▸ **TEXT BLOCK**:

However, analysts doubt that any alternative can guarantee long-term energy stability, as the Middle East remains the world’s largest supplier of oil and gas.
Here are four strategies that countries are implementing to alleviate the impact of war on their fuel needs:
Returning to Russia and other suppliers
India has resumed buying Russian oil after suspending imports from its former ally following US sanctions against Moscow’s biggest oil producers.
This, after the United States temporarily exempted India from sanctions for the purchase of Russian oil shipments currently stranded at sea, with the aim of avoiding disruptions to global supply and curbing further increases in energy prices. The 30-day waiver would end in early April, but the Trump administration can extend it.
“Russian oil can help cushion a short-term supply shock, but its usefulness depends on two uncertain conditions: that Russian barrels remain available and that the discount remains significant,” energy expert Tatiana Mitrova, a fellow at the Center for Global Energy Policy at Columbia University, told Al Jazeera.

In theory, the estimated 120 million to 140 million barrels of Russian oil “in the water” could cover weeks of imports from India, Mitrova said. However, he cautioned that, in practice, only a fraction can be quickly redirected due to logistical and refinery limitations.
The “discount” Mitrova referred to is a subsidized rate at which Russia sold oil to India from 2022 to the end of 2025, when Europe and other traditional buyers rejected Russian crude amid the Ukraine war. Desperate to sell its oil, Russia was offering discounts to India. However, with Russian oil now in high demand due to the war in Iran and the chokehold on transit through the Strait of Hormuz, it is unclear whether Russia continues to offer crude oil to India at subsidized prices.
At the same time, China, another major buyer, could compete for the same barrels, reducing discounts and bringing prices closer to global benchmarks if disruptions continue, Mitrova said.
“Russian oil is a useful tactical buffer, but not a durable shield,” he added.
Analyst Abhi Rajendran said the current disruption is much larger than past crises, and the volume of oil and gas flowing from the Middle East that has now been blocked cannot be quickly replaced.
Rajendran, a non-resident fellow at the Center for Energy Studies at Rice University, said other major oil and gas exporters, such as the United States and Norway, would need months to increase their production, and only the release of inventories can partially close the gap.
He also noted that crude oil produced by different countries varies in quality and that refineries in different countries are configured for different grades. Oil produced in one country is not an automatic substitute for crude oil exported from another nation.
fuel rationing
Many governments are resorting to fuel rationing to cope with the situation. Sri Lanka, for example, has introduced a QR code-based fuel authorization system to regulate the distribution of gasoline and diesel amid supply pressures. The scheme, launched on March 15, requires vehicle owners to present a unique QR code obtained after registering their vehicles online before purchasing fuel.
At fuel stations, attendants scan the QR code to verify the vehicle and track their weekly fuel quota. Limits vary depending on vehicle type; For example, cars can receive up to 15 liters per week, while the cap is 5 liters for motorcycles, officials said.
Bangladesh imposed similar restrictions on March 6, introducing daily limits on fuel sales following reports of stockpiling and panic buying.
However, Dhaka authorities said on Sunday that the limits would be suspended, citing sufficient reserves and the need to meet increased demand during the upcoming Eid holidays.

▸ **MATERIAL SUPPLIED**:

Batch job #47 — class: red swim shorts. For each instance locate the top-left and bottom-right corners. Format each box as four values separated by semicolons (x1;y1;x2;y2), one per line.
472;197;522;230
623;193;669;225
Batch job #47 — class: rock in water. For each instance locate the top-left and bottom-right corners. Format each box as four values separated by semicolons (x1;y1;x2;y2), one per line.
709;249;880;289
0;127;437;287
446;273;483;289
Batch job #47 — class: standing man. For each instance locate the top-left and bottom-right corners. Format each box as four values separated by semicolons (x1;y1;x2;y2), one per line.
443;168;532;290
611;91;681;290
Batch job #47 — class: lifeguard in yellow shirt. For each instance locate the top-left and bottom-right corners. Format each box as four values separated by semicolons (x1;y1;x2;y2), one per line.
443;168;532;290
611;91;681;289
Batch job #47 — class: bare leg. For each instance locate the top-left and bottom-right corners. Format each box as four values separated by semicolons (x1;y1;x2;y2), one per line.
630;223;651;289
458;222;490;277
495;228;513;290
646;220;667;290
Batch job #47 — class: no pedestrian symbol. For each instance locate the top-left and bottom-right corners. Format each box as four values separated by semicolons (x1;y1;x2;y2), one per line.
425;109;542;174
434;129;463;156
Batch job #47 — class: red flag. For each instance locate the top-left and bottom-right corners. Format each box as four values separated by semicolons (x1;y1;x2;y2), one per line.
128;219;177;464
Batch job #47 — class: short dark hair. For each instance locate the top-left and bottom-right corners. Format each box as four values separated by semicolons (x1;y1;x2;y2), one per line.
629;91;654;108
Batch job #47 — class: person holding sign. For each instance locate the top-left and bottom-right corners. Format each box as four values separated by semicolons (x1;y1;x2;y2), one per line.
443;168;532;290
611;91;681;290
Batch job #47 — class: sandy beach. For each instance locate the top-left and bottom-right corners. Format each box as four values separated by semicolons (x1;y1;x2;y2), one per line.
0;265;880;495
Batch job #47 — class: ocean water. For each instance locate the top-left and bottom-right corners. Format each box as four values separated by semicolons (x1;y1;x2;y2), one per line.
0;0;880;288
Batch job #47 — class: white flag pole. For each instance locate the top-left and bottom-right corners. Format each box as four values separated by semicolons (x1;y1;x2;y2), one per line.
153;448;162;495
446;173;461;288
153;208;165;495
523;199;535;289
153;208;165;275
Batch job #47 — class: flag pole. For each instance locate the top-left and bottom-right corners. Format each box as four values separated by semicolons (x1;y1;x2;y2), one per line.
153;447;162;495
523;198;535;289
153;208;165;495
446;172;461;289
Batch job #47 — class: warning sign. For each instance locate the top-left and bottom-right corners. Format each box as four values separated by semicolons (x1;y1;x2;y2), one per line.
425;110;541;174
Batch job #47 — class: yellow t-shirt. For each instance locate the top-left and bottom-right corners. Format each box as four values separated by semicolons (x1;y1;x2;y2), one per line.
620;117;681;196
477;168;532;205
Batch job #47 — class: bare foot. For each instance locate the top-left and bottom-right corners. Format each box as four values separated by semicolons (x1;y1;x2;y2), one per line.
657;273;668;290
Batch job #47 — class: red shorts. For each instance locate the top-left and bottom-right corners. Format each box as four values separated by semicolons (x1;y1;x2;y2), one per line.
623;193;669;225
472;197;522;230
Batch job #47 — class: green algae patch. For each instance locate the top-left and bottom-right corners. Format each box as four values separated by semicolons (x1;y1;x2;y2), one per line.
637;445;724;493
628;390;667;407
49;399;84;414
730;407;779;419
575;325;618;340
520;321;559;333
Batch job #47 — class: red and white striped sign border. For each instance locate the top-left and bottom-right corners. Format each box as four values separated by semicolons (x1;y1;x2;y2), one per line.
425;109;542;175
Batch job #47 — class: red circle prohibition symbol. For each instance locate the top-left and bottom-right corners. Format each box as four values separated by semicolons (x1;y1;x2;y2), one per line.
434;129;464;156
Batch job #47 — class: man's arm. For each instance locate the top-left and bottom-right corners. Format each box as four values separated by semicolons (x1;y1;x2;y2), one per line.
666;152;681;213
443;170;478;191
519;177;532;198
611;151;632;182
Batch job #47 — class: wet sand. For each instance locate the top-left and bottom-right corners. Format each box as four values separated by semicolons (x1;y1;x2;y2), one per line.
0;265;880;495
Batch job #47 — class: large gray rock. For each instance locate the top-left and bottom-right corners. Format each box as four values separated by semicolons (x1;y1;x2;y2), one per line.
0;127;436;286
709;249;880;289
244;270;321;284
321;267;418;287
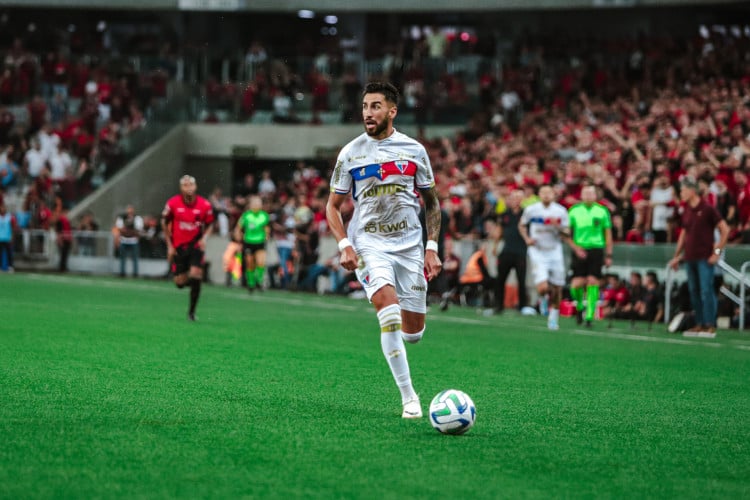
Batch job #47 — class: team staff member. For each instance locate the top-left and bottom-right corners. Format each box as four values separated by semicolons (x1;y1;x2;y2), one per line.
234;196;271;292
568;185;612;327
669;177;729;338
326;82;442;418
495;189;527;313
161;175;214;321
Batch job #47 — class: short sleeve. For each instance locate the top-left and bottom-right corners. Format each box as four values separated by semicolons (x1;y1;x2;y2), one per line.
415;144;435;189
331;150;352;194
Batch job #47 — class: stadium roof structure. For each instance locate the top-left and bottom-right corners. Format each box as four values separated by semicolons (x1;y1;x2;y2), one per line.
0;0;747;12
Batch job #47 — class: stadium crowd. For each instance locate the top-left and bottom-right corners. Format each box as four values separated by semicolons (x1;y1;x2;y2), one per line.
0;18;750;324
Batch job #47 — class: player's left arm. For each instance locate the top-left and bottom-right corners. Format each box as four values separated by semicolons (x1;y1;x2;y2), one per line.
232;213;245;243
198;212;214;252
422;185;443;280
604;227;613;267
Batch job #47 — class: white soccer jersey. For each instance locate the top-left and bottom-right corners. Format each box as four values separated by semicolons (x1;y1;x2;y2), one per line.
331;130;435;252
521;201;570;250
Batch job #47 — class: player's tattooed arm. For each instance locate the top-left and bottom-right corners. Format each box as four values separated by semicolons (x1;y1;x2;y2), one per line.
422;186;441;241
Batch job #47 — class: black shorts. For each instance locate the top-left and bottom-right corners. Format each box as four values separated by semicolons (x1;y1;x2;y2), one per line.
242;241;266;255
172;245;205;275
570;248;604;278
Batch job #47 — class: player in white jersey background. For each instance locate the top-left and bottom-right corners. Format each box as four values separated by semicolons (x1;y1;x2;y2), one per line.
326;82;442;418
518;186;570;330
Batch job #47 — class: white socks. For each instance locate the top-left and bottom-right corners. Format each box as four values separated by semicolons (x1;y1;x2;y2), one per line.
378;304;421;403
401;327;427;344
547;308;560;323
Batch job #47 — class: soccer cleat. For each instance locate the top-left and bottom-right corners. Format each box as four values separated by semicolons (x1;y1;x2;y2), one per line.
401;398;422;418
682;325;716;339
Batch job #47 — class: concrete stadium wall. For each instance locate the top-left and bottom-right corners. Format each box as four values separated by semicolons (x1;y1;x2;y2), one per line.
70;125;185;229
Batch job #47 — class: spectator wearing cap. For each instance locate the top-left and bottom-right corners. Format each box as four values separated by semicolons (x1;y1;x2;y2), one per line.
669;176;729;337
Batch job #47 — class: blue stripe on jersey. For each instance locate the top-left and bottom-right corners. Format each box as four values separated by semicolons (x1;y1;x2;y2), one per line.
351;163;381;181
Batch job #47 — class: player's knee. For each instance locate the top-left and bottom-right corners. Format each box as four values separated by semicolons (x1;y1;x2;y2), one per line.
378;304;401;333
401;327;427;344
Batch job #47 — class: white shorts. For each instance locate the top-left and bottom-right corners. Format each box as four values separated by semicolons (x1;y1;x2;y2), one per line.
357;245;427;314
528;247;565;286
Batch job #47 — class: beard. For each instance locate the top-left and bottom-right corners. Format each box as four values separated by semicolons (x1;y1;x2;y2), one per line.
365;118;388;137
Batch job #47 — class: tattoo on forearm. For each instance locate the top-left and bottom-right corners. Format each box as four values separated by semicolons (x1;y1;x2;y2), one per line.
424;188;440;241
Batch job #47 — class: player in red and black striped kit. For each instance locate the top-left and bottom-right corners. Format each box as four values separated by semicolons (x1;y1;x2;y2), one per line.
161;175;214;321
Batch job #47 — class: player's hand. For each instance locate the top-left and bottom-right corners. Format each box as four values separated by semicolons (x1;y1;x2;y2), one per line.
339;246;359;271
424;250;443;281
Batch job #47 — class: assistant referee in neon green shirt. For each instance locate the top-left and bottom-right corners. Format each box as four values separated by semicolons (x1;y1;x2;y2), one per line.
568;185;612;327
234;196;271;292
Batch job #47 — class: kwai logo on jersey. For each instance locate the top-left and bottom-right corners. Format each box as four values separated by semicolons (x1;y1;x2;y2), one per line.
352;160;417;181
365;219;409;234
361;184;406;198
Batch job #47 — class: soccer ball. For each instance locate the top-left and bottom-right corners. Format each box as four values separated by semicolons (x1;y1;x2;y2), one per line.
430;389;477;434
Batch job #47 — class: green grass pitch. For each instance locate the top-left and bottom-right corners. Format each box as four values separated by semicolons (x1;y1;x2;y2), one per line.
0;273;750;499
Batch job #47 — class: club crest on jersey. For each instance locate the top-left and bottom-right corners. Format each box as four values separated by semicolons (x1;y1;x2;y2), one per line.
393;161;409;174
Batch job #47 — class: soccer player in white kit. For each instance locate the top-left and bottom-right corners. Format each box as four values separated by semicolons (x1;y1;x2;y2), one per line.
518;186;570;330
326;82;442;418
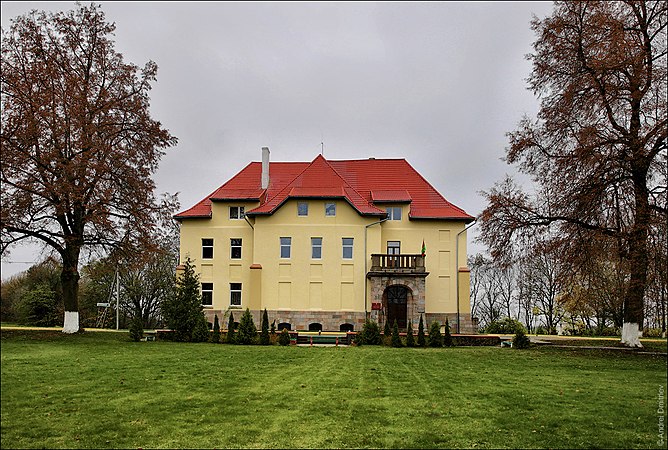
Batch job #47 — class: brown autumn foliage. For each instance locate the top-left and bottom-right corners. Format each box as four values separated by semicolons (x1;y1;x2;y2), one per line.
481;1;668;338
0;4;176;326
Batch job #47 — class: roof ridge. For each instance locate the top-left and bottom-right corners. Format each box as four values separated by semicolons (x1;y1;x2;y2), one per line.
405;160;468;215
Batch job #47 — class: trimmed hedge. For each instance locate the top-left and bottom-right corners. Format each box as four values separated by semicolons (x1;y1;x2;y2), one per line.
452;334;501;347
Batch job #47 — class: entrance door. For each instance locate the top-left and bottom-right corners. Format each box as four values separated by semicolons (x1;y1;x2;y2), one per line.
385;286;408;328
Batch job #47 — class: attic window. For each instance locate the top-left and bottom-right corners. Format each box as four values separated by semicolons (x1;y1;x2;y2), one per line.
325;203;336;216
386;206;401;220
230;206;244;220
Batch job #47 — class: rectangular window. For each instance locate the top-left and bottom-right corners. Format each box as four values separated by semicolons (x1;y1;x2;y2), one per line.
281;238;292;259
230;206;244;220
387;241;401;268
342;238;353;259
311;238;322;259
230;238;241;259
202;239;213;259
325;203;336;216
230;283;241;306
386;206;401;220
202;283;213;306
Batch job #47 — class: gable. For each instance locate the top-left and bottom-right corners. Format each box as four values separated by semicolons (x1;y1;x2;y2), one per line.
174;155;474;222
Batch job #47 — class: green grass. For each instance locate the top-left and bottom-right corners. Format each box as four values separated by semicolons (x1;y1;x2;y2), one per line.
1;330;666;448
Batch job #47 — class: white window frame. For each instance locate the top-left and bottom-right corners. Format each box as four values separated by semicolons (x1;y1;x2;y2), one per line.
202;238;213;259
200;282;213;306
341;238;355;259
325;202;336;217
385;206;402;220
311;237;322;259
230;206;246;220
230;238;243;259
230;283;243;308
279;236;292;259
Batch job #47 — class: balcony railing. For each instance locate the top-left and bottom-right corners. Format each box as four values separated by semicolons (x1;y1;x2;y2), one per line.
371;253;425;273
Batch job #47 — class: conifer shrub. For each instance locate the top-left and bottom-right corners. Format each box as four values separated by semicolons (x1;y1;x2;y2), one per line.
513;328;531;350
418;314;427;347
278;328;290;347
443;317;455;347
211;314;220;344
236;308;257;345
225;311;236;344
406;320;415;347
355;319;381;345
428;320;443;347
161;257;208;342
192;312;211;342
392;319;404;347
260;308;271;345
129;314;144;342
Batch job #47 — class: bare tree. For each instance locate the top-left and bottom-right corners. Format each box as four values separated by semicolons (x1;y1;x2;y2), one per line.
0;4;176;333
481;0;668;347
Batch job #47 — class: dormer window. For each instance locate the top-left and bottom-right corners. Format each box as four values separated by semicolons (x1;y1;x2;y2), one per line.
230;206;244;220
325;203;336;216
386;206;401;220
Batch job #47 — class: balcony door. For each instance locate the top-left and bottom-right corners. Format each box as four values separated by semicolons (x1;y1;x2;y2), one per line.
387;241;401;268
385;285;408;329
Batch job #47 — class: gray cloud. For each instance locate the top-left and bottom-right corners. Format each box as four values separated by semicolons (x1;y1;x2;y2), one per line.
2;2;552;278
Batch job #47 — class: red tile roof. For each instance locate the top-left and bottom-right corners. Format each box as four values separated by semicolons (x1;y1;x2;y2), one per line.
174;155;473;222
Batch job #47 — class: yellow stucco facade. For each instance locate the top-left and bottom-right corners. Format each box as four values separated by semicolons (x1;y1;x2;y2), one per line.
175;198;471;332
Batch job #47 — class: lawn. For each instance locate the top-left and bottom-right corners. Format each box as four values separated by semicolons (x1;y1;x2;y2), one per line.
1;330;666;448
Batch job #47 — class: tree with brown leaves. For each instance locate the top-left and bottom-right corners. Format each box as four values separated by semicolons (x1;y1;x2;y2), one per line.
0;4;176;333
481;0;668;347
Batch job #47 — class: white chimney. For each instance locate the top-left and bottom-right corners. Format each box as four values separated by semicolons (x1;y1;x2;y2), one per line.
262;147;269;189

▸ **PROBLEMS AND TASKS**:
[1] Answer from the fuel-strategies text:
(a) What is the weekly fuel cap for cars under Sri Lanka's QR code system?
(b) On what date did Bangladesh introduce daily limits on fuel sales?
(c) How many days does the US waiver for India's purchase of stranded Russian oil last?
[2] Transcribe the fuel-strategies text from "This, after the" to "can extend it.".
The listing has no connection to the text on fuel strategies.

▸ **RESULTS OF THE TASKS**:
[1]
(a) Up to 15 liters per week.
(b) March 6.
(c) 30 days.

[2]
This, after the United States temporarily exempted India from sanctions for the purchase of Russian oil shipments currently stranded at sea, with the aim of avoiding disruptions to global supply and curbing further increases in energy prices. The 30-day waiver would end in early April, but the Trump administration can extend it.